Studio album by Mo Thugs
- Released: November 5, 1996
- Recorded: 1995–96
- Studio: Private Island Trax (Los Angeles, CA)
- Genre: Hip hop
- Length: 1:14:51
- Label: Mo Thugs; Relativity;
- Producer: Archie Blaine; Bobby Jones; Krayzie Bone; Paul "Tombstone" O'Neil;

Mo Thugs chronology
|  | Family Scriptures (1996) | Chapter II: Family Reunion (1998) |

Singles from Family Scriptures
- "Thug Devotion" Released: 1996;

= Family Scriptures =

Family Scriptures is the debut studio album by American hip hop collective Mo Thugs. It was released on November 5, 1996, via Mo Thugs/Relativity Records. The recording sessions took place at Private Island Trax in Los Angeles. It was produced by Krayzie Bone, who also served as executive producer together with Layzie Bone, Archie Blaine, Bobby Jones and Paul "Tombstone" O'Neil, with co-producers Gates and Sin. It features contributions from Flesh-n-Bone, II Tru, Ken Dawg, Krayzie Bone, Layzie Bone, Poetic Hustla'z, Souljah Boy, the Graveyard Shift, and Tré.

The album peaked at number two on the Billboard 200 and the Top R&B/Hip-Hop Albums in the United States selling 219,000 copies. On January 3, 1997, it received Platinum certification status by the Recording Industry Association of America for selling 1,000,000 copies.

**To be done**
- A) Where were the recording sessions for the album held, according to the Family Scriptures text?
- B) Decide whether each statement agrees with the Family Scriptures text, answering yes or no and quoting the words that settle it: (i) The album was released via Mo Thugs/Relativity Records. (ii) The album peaked at number one on the Billboard 200. (iii) The album received Platinum certification on January 3, 1997.
- C) Please write a continuation of the Family Scriptures text, picking up right after its final sentence.
The listing comes from a separate source.

Dataset rows

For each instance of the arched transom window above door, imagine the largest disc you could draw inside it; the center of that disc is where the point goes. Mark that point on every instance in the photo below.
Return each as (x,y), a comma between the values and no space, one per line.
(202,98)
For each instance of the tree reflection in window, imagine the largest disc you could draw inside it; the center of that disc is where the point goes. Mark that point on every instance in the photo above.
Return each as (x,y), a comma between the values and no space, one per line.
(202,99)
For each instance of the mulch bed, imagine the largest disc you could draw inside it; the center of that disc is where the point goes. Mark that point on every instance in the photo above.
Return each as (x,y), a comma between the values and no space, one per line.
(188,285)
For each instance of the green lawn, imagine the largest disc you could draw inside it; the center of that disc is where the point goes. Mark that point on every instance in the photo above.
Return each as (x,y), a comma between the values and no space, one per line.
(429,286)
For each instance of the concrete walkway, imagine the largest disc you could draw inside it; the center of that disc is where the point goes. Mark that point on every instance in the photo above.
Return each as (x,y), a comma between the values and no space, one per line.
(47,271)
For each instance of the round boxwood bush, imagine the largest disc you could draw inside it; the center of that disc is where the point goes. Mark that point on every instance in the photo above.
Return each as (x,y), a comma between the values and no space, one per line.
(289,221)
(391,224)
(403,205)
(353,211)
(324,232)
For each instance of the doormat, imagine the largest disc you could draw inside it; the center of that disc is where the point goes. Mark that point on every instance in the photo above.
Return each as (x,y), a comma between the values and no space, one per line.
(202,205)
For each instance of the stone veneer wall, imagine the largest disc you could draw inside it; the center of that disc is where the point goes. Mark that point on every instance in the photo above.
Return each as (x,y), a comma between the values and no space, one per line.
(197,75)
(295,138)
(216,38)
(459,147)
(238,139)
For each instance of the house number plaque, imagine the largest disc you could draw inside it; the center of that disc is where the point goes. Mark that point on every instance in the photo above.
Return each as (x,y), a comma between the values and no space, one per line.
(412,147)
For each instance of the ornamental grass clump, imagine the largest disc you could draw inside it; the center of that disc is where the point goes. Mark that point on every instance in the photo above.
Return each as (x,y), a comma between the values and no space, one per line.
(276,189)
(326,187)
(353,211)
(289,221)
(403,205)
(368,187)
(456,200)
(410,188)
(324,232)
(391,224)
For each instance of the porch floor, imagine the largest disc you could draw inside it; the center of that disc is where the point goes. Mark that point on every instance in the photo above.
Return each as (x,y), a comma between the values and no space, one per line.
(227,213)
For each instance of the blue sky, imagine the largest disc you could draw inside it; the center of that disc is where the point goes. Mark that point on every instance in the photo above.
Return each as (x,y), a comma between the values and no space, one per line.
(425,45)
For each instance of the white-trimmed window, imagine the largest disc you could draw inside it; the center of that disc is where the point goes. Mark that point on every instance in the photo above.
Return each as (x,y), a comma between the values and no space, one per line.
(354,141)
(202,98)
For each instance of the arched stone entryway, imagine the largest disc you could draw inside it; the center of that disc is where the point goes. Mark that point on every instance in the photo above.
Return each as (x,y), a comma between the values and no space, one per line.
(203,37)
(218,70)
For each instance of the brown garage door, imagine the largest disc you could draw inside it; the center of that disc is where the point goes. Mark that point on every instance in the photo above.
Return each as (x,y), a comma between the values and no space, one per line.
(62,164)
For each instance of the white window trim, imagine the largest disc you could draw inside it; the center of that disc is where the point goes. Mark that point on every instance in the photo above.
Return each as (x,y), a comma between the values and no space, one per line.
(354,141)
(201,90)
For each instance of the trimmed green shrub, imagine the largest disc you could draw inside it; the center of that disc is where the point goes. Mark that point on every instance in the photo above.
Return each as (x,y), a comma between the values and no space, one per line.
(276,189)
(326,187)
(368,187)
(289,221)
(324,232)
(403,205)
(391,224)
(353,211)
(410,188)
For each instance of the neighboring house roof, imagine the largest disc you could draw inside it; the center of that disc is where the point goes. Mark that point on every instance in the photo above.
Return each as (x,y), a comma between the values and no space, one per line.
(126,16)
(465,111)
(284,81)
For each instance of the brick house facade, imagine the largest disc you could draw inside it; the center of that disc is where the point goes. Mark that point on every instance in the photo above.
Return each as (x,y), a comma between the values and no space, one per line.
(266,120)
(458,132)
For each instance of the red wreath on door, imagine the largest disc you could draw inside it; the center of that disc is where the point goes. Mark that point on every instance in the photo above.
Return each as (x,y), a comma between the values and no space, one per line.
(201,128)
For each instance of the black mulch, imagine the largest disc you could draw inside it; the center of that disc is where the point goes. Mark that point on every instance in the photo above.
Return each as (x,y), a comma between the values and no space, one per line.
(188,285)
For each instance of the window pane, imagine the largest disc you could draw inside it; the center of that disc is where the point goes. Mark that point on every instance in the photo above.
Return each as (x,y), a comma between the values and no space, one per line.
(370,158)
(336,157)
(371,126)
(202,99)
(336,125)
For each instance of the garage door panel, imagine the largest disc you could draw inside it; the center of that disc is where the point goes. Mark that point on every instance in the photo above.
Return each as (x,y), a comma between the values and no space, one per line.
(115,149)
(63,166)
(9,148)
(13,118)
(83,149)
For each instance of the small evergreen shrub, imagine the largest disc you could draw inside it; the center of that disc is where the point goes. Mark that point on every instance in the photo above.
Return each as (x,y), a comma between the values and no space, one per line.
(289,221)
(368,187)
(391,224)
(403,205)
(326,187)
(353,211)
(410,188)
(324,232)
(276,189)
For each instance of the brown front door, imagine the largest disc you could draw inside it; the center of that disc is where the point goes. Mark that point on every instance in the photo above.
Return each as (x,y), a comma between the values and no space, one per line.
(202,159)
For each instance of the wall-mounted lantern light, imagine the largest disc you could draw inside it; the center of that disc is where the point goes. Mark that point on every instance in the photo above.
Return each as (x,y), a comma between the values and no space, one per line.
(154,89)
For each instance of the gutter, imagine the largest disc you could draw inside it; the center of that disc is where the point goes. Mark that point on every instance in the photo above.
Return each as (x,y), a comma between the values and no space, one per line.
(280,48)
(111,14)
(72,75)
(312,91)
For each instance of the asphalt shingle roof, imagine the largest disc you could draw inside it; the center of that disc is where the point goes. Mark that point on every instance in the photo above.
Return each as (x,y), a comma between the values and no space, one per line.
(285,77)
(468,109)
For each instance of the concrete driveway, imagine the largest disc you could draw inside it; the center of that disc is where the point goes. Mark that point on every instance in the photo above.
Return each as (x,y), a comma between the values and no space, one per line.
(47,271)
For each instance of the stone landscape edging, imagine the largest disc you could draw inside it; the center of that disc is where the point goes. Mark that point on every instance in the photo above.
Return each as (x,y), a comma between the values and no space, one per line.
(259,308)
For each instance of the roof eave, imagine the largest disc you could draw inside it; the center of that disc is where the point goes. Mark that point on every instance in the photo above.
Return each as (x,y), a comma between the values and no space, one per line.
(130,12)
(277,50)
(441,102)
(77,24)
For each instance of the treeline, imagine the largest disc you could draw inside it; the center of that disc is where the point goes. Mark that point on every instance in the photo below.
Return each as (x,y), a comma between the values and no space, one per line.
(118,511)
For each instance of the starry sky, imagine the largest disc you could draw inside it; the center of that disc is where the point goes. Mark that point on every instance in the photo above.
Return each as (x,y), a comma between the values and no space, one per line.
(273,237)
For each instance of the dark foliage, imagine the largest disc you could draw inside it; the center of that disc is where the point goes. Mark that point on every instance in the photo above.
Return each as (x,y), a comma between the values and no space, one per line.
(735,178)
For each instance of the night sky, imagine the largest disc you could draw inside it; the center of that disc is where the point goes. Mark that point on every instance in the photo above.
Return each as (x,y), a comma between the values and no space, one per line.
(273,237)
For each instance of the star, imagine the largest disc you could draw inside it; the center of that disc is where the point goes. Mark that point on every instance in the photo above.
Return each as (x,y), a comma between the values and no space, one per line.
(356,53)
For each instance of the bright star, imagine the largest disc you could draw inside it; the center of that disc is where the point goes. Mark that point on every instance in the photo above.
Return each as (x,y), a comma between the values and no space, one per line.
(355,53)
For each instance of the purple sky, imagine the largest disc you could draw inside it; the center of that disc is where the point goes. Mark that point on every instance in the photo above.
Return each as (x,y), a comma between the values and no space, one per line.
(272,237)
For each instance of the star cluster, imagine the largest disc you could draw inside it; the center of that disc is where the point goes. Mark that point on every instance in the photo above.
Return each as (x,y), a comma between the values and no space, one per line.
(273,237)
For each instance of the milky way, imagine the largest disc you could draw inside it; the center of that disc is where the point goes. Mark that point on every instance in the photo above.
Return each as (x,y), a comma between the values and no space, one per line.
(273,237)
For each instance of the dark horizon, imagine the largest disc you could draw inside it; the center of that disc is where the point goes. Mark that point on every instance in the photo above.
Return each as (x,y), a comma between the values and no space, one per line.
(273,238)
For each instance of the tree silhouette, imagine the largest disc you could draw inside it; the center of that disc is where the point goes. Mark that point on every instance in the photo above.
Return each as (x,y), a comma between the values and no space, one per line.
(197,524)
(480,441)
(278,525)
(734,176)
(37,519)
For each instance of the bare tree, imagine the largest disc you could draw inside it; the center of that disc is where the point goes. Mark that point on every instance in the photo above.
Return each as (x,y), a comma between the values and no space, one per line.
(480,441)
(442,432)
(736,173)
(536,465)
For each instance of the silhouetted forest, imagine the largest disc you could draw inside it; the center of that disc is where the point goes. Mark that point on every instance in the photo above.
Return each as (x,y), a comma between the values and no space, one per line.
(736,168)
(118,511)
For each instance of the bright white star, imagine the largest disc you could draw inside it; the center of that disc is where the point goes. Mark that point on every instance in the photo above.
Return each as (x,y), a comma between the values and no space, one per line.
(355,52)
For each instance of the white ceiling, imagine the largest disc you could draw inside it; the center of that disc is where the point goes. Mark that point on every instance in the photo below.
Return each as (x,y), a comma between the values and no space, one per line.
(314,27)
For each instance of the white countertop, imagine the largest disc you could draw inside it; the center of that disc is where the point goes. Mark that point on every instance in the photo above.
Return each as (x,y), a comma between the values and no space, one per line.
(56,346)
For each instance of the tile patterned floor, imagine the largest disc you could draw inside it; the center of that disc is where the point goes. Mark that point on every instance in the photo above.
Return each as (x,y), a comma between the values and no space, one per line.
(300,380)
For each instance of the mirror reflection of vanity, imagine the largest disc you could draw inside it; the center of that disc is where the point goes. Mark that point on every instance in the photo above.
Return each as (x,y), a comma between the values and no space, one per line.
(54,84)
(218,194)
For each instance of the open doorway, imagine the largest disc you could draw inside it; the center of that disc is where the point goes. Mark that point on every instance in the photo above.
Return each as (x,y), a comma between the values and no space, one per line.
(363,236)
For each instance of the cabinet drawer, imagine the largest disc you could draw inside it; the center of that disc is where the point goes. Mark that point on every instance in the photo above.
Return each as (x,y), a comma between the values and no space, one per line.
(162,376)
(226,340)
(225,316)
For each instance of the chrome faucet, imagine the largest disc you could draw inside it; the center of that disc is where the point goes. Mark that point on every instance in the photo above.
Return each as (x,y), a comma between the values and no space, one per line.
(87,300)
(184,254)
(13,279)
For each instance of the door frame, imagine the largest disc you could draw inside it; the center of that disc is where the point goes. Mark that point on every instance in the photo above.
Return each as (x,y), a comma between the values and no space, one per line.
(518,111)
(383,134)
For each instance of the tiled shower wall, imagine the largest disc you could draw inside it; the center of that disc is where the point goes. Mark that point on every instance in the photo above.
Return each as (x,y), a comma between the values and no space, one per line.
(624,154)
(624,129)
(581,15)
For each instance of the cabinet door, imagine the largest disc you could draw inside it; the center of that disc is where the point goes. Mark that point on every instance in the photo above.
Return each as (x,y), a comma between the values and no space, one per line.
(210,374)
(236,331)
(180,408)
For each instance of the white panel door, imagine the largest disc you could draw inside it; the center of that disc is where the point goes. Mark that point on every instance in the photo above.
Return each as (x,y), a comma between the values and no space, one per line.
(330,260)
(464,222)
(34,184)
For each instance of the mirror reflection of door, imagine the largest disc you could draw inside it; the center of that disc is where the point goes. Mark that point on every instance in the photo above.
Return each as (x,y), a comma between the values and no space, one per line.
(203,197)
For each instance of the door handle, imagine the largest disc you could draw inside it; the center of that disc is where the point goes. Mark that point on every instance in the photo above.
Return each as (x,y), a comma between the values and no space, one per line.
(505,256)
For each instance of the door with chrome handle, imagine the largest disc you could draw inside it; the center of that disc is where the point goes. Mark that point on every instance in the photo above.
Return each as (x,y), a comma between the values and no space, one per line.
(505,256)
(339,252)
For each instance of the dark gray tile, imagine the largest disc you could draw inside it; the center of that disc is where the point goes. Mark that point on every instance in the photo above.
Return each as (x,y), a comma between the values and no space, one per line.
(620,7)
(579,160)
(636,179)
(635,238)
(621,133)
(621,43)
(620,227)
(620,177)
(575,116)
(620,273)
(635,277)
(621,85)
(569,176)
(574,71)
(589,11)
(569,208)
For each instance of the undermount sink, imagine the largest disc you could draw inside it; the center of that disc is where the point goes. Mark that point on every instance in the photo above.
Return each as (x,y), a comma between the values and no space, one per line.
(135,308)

**Set of answers**
- A) At Private Island Trax in Los Angeles.

- B)
(i) Yes: "It was released on November 5, 1996, via Mo Thugs/Relativity Records."
(ii) No: "The album peaked at number two on the Billboard 200"
(iii) Yes: "On January 3, 1997, it received Platinum certification status by the Recording Industry Association of America"

- C)
Its sequel, Mo Thugs Family Scriptures Chapter II: Family Reunion, was released on May 26, 1998.

Professional ratings
Review scores
| Source | Rating |
| AllMusic | Star |
| Entertainment Weekly | A− |
| The Source | Star |

==Controversy==
On April 28, 2011, former Bone Thugs-n-Harmony/Mo Thugs associate Roland Brown filed the lawsuit in the Cuyahoga County Court of Common Pleas in Cuyahoga County, Ohio, for breach of contract over unpaid royalties, claiming he wrote “Take Your Time” and “Here With Me” by Tré. Naming Mo Thugs Records, Loud Records, Relativity Records, Ruthless Records, Sony Music and Warner Music Group as defendants, Brown was seeking for $27 million ($24 million in damages and $3 million in mechanical royalties for the single, music video, and Family Scriptures album).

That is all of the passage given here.